### EXERCISE REQUIREMENTS
Reproduce the records beginning at the line that contains "If you could tag the wooden boat" and ending after the line that contains "(1215, 493)", keeping each request unchanged. Shift every answer coordinate by adding 47 to both values, and leave the sample pairs within the requests as they are.

### Pointing dataset records
★ ★ ★ ★ ★ ★ ★
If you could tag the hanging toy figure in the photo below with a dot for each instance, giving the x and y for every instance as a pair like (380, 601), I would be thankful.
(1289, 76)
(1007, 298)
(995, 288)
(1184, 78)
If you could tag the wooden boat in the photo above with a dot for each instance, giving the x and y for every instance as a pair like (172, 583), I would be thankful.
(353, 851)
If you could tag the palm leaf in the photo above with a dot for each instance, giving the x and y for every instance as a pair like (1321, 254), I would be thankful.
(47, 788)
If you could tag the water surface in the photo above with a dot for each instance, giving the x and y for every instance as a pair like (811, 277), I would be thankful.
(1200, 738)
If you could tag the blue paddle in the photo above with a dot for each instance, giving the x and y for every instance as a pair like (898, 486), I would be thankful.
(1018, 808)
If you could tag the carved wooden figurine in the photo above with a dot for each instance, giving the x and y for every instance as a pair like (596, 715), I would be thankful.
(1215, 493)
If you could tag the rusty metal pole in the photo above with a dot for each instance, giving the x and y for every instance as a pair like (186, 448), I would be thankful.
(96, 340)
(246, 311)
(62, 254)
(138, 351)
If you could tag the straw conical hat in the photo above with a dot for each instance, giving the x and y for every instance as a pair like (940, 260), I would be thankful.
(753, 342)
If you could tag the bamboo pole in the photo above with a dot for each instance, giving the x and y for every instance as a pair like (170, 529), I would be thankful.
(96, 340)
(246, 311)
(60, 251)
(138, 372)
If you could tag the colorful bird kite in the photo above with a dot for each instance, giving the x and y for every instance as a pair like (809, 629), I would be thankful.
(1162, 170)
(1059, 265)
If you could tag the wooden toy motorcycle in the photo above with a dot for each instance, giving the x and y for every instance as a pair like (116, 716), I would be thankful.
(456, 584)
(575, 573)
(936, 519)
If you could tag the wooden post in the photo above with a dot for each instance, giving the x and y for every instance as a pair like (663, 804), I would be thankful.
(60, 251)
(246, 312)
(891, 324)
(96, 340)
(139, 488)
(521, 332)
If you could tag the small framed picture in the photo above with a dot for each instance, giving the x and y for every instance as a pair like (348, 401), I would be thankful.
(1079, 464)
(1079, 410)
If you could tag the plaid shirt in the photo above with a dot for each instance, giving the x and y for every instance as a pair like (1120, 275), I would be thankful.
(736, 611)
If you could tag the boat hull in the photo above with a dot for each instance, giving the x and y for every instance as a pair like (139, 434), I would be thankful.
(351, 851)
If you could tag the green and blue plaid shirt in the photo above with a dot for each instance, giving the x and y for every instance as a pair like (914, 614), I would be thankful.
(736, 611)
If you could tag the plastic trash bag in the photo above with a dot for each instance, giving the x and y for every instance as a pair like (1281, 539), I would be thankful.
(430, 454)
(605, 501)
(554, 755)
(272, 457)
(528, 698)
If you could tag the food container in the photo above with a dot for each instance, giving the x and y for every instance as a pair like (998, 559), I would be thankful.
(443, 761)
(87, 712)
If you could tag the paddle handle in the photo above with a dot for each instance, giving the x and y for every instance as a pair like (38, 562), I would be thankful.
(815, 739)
★ ★ ★ ★ ★ ★ ★
### WRITTEN ANSWER
If you could tag the wooden boat in the photo above with a dot for each instance, giving the x and y for every instance as a pair like (172, 583), I would be thankful.
(400, 898)
If you could tag the palm leaf in the photo above with a dot for each instance, giving the x and y for every instance as a pair like (1321, 254), I would be thankful.
(94, 835)
If you could tag the water surface in the photo above with a dot for each instance, giving the x and y for every instance as a pair like (811, 277), I would be thankful.
(1247, 785)
If you could tag the blue paddle in the photo above with a dot for each instance, giving the x and y for every instance as a pair like (898, 486), I would be thankful.
(1065, 855)
If you could tag the carved wooden figurine in the photo above with a dot for each instance, giving the x and y for every instance as a pair like (596, 715), I would be thankful.
(1262, 540)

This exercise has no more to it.